[Rows from a pointing dataset]
◆ ◆ ◆

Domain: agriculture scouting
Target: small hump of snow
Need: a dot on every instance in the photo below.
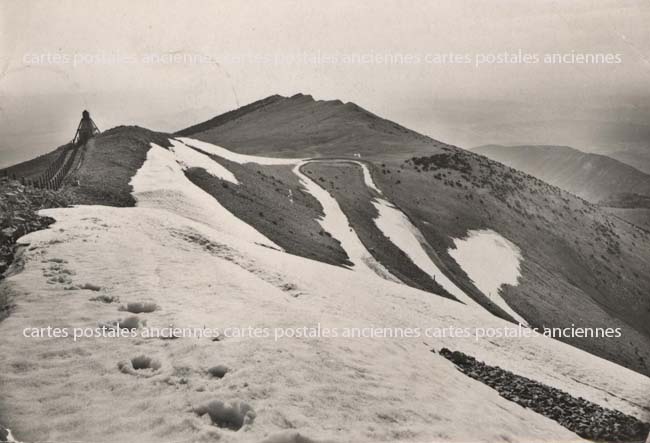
(235, 157)
(490, 261)
(191, 158)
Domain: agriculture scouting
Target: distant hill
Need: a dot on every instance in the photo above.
(593, 177)
(580, 263)
(636, 157)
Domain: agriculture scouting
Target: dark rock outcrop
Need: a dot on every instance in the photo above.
(585, 418)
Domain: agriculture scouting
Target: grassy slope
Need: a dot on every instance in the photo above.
(32, 169)
(301, 127)
(581, 265)
(262, 200)
(345, 183)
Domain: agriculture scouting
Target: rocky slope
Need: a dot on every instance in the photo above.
(581, 265)
(176, 231)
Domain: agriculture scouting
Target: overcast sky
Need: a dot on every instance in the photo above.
(61, 57)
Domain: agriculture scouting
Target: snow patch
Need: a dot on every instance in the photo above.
(396, 226)
(337, 224)
(161, 183)
(235, 157)
(191, 158)
(490, 261)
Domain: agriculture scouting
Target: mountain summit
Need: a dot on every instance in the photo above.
(300, 126)
(327, 252)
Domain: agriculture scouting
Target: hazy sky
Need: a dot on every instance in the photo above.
(391, 57)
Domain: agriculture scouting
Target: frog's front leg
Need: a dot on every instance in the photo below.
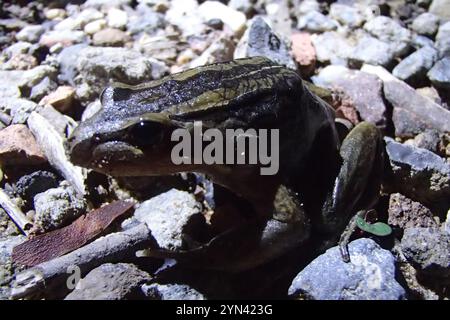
(358, 182)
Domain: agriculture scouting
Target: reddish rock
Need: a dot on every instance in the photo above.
(61, 99)
(18, 146)
(304, 53)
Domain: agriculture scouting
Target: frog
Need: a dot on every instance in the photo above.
(321, 183)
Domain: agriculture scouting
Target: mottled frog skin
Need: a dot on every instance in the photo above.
(130, 136)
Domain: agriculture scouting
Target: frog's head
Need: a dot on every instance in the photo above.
(124, 137)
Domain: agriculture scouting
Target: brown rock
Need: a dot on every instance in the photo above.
(304, 53)
(18, 146)
(110, 38)
(61, 99)
(406, 213)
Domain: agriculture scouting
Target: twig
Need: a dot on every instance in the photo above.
(15, 213)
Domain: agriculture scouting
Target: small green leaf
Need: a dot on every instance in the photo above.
(379, 228)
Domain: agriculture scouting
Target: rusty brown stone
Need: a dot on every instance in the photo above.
(59, 242)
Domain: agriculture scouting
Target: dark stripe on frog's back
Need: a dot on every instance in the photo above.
(174, 90)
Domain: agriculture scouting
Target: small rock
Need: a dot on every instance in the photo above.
(426, 24)
(406, 213)
(441, 8)
(110, 282)
(443, 39)
(332, 47)
(216, 10)
(168, 216)
(428, 249)
(65, 37)
(369, 276)
(413, 68)
(62, 99)
(372, 51)
(412, 112)
(260, 40)
(20, 61)
(18, 146)
(439, 75)
(110, 37)
(117, 18)
(365, 90)
(30, 33)
(95, 26)
(391, 32)
(347, 15)
(57, 207)
(304, 53)
(420, 174)
(31, 184)
(314, 21)
(158, 291)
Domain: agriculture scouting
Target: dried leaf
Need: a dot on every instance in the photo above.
(59, 242)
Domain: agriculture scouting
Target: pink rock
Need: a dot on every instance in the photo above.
(304, 52)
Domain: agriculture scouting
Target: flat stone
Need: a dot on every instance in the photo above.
(413, 113)
(110, 282)
(364, 89)
(419, 174)
(369, 276)
(406, 213)
(260, 40)
(439, 75)
(18, 147)
(414, 67)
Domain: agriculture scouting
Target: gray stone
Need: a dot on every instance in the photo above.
(365, 90)
(413, 113)
(420, 174)
(6, 265)
(347, 15)
(443, 39)
(413, 68)
(427, 249)
(441, 8)
(372, 51)
(406, 213)
(390, 31)
(30, 33)
(439, 75)
(31, 184)
(332, 47)
(260, 40)
(158, 291)
(110, 282)
(314, 21)
(57, 207)
(426, 24)
(168, 216)
(369, 276)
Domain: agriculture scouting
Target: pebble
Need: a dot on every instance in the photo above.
(18, 147)
(30, 34)
(110, 281)
(439, 75)
(426, 24)
(110, 37)
(369, 276)
(315, 21)
(260, 40)
(413, 68)
(58, 207)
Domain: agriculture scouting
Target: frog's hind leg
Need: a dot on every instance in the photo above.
(358, 182)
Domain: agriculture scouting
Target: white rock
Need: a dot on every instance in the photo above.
(216, 10)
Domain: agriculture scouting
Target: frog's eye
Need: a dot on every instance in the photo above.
(147, 133)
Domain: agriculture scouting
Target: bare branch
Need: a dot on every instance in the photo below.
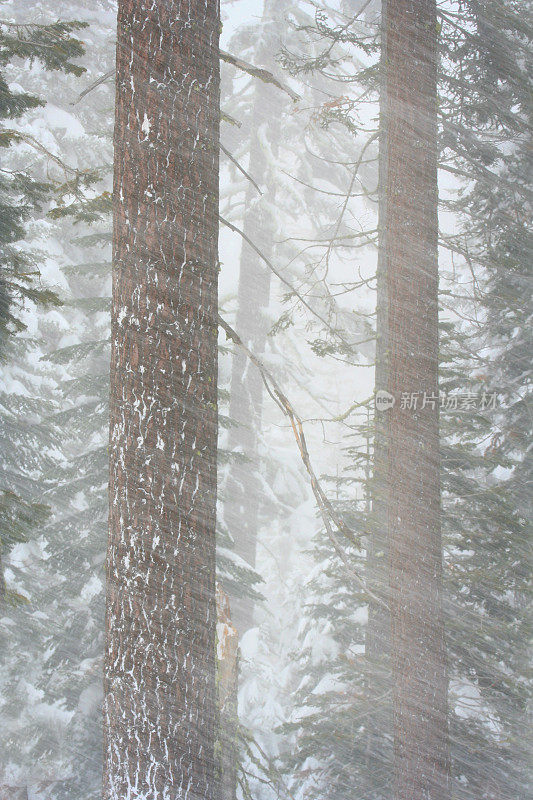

◆ ◆ ◆

### Your task
Every record gets retyped exactly; no picture goes into the copy.

### Exercise output
Domain: agriculture scouting
Target: small hump of snow
Need: a dot on every instance in the photo below.
(235, 157)
(490, 261)
(191, 158)
Domain: agriculture scouting
Target: distant hill
Need: a dot on every instance in the photo above.
(593, 177)
(580, 263)
(636, 157)
Domain: agriculture scouting
Target: dark rock outcrop
Need: a dot on every instance in the photo above.
(585, 418)
Domain: agriculture scouting
Target: grassy slope
Need: a dot on every instance in the photo above.
(32, 169)
(301, 127)
(581, 265)
(262, 200)
(345, 183)
Domain: agriculture scouting
Target: rocky slope
Need: a dot on every instance in the photo above.
(581, 265)
(176, 231)
Domain: agriculture scouting
Target: overcast sky
Need: a dot on every instance in the photo above.
(61, 57)
Domain: agriculture scouting
Target: snow patch
Need: a dot on every instance in the photo above.
(396, 226)
(337, 224)
(161, 183)
(235, 157)
(191, 158)
(490, 261)
Domain: agriculture scouting
Target: mountain summit
Need: a dot on every instance in the photo above.
(300, 126)
(327, 252)
Domain: agriculture scouting
Target: hazy sky
Need: a dot on every instance in the photo above.
(391, 57)
Domain: agriculture scouting
Target: frog's front leg
Need: a dot on every instance in the photo below.
(358, 182)
Domain: agriculture scouting
Target: reddish rock
Need: a dot on every instance in the photo above.
(61, 99)
(18, 146)
(304, 53)
Domain: agriculture scouting
Target: frog
Need: a dot on every instance in the photo above.
(321, 183)
Domain: agriculture scouting
Target: mottled frog skin
Need: a dot on every instance in the photo above.
(130, 136)
Domain: agriculture scouting
Target: frog's head
Need: a dot on every instance in the photo above.
(124, 137)
Domain: agriculture scouting
Target: brown rock
Need: a dot on every instance in the photo above.
(304, 53)
(18, 146)
(110, 38)
(61, 99)
(406, 213)
Domain: agriculture scouting
Target: twig
Need: a dot on every instance in the photo above.
(15, 213)
Domain: agriculture scouting
Target: small green leaf
Need: a dot on every instance in the photo above.
(379, 228)
Domain: agriculture scouting
Target: rusty brown stone
Need: a dot on every instance in the photo above.
(59, 242)
Domain: agriculture scouting
Target: dark stripe on frog's back
Need: a dot on every instance in the photo above.
(174, 90)
Domain: agriculture scouting
Target: small rock
Need: a dot on every instance in the photo above.
(426, 24)
(406, 213)
(441, 8)
(110, 282)
(443, 39)
(332, 47)
(216, 10)
(168, 216)
(428, 249)
(65, 37)
(369, 276)
(413, 68)
(62, 99)
(372, 51)
(412, 112)
(260, 40)
(20, 61)
(18, 146)
(439, 75)
(110, 37)
(117, 18)
(365, 90)
(30, 33)
(95, 26)
(391, 32)
(347, 15)
(57, 207)
(304, 53)
(420, 174)
(31, 184)
(314, 21)
(158, 291)
Domain: agriculture scouting
Target: dried leaf
Need: a dot on every instance in the photo above.
(59, 242)
Domain: agriculture scouting
Target: pink rock
Need: a dot on every instance in the photo above.
(304, 52)
Domain: agriculture scouting
Target: flat stone
Need: a dot on every instance in the photo above.
(413, 113)
(110, 282)
(364, 89)
(419, 174)
(369, 276)
(406, 213)
(260, 40)
(439, 75)
(18, 147)
(414, 67)
Domain: agriculture scouting
Target: gray stone
Need: a dot on every instance in the photo above.
(365, 90)
(413, 113)
(420, 174)
(6, 265)
(347, 15)
(443, 39)
(413, 68)
(427, 249)
(441, 8)
(372, 51)
(406, 213)
(390, 31)
(30, 33)
(439, 75)
(31, 184)
(332, 47)
(260, 40)
(158, 291)
(110, 282)
(314, 21)
(57, 207)
(426, 24)
(168, 216)
(369, 276)
Domain: agriculture scouting
Target: pebble
Need: a dot on every instance in the photo above.
(18, 147)
(30, 34)
(110, 281)
(439, 75)
(426, 24)
(110, 37)
(369, 276)
(315, 21)
(260, 40)
(413, 68)
(58, 207)
Domain: agriculture scouting
Target: frog's hind leg
Need: a dot on every instance in the photo above.
(358, 182)
Domain: agriculture scouting
Target: white rock
Need: a dot on every instance in the photo above.
(216, 10)
Domain: agriculture scouting
Target: frog's eye
Need: a dot on every instance in the photo above.
(147, 133)
Domain: agriculture scouting
Target: bare branch
Need: a dot on every instance in the photo below.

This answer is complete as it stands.